How many lines of the listing below contain the word "blue"? Give only the number.

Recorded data
+++

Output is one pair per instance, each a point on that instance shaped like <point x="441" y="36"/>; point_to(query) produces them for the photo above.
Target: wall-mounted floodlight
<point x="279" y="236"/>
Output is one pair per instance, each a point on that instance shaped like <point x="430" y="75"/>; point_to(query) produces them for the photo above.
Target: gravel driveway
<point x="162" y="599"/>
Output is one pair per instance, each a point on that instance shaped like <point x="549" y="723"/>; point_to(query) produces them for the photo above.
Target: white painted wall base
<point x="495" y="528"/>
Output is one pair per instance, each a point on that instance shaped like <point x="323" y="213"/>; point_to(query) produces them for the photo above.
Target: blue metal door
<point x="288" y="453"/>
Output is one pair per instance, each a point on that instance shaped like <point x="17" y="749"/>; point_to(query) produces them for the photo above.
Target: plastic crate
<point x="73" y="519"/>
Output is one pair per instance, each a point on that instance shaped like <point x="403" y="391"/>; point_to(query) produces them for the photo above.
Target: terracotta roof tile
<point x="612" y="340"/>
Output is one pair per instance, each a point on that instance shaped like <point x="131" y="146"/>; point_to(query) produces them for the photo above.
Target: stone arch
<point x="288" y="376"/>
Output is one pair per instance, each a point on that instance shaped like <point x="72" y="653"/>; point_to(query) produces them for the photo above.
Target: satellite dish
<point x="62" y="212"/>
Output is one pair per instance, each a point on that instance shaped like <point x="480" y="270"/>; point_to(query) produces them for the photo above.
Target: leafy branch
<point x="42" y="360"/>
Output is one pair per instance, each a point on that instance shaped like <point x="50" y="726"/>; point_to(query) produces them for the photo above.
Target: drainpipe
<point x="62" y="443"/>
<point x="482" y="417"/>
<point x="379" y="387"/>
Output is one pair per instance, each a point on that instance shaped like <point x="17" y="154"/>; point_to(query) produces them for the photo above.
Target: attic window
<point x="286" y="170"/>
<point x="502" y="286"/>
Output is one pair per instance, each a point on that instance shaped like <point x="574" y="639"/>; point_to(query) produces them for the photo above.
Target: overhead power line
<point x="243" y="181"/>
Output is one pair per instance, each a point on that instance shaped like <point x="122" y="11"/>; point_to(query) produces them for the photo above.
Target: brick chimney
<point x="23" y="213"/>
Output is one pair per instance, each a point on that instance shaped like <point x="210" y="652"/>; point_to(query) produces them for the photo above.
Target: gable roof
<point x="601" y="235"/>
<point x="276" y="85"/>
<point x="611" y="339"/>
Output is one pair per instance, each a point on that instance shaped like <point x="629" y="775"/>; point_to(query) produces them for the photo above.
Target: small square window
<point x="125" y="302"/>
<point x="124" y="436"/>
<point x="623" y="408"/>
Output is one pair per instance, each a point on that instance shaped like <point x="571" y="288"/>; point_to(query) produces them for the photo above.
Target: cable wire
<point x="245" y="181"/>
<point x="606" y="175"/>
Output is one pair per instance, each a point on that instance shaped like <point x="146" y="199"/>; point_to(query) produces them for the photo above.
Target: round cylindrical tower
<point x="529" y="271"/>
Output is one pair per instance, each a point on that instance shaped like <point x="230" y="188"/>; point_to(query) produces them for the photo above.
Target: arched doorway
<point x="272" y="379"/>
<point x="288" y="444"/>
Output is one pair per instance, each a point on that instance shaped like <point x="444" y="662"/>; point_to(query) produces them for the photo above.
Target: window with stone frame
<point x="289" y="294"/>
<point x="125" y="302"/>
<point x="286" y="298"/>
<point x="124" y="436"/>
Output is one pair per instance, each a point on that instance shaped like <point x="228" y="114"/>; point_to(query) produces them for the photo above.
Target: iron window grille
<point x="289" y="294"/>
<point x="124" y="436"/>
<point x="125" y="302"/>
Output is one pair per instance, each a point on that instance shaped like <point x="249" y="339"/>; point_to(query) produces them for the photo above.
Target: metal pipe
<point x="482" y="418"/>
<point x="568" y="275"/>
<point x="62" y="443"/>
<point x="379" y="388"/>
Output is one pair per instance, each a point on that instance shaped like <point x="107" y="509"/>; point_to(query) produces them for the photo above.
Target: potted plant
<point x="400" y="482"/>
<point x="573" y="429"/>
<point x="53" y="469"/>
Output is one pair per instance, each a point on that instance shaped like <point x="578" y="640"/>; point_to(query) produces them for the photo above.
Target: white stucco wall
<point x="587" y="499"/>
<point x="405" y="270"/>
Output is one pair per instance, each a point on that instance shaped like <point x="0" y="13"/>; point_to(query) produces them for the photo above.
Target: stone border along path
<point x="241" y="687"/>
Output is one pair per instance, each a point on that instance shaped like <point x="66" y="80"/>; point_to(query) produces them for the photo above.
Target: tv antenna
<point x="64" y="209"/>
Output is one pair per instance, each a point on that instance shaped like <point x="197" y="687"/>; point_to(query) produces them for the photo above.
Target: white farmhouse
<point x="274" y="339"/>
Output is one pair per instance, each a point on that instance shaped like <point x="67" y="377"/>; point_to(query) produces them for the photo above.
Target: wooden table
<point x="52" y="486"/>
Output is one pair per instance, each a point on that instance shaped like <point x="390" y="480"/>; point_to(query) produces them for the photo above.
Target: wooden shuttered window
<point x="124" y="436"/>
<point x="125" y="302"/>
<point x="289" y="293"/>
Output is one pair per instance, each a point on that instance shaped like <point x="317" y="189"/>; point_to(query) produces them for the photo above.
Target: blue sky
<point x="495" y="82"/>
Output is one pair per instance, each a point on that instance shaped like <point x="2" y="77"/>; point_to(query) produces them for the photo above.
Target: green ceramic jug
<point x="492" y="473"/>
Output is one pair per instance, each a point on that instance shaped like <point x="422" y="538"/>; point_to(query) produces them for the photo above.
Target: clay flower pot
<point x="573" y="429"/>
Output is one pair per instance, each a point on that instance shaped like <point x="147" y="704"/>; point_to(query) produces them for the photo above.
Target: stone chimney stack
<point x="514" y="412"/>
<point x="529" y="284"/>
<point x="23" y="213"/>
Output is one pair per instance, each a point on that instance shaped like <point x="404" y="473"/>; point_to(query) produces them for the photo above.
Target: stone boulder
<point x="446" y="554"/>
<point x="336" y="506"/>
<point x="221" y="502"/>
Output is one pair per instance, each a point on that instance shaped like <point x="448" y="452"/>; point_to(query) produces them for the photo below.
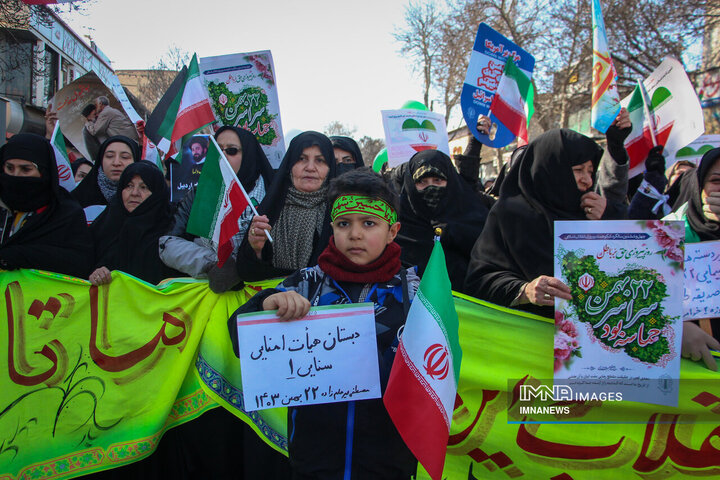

+++

Correct answer
2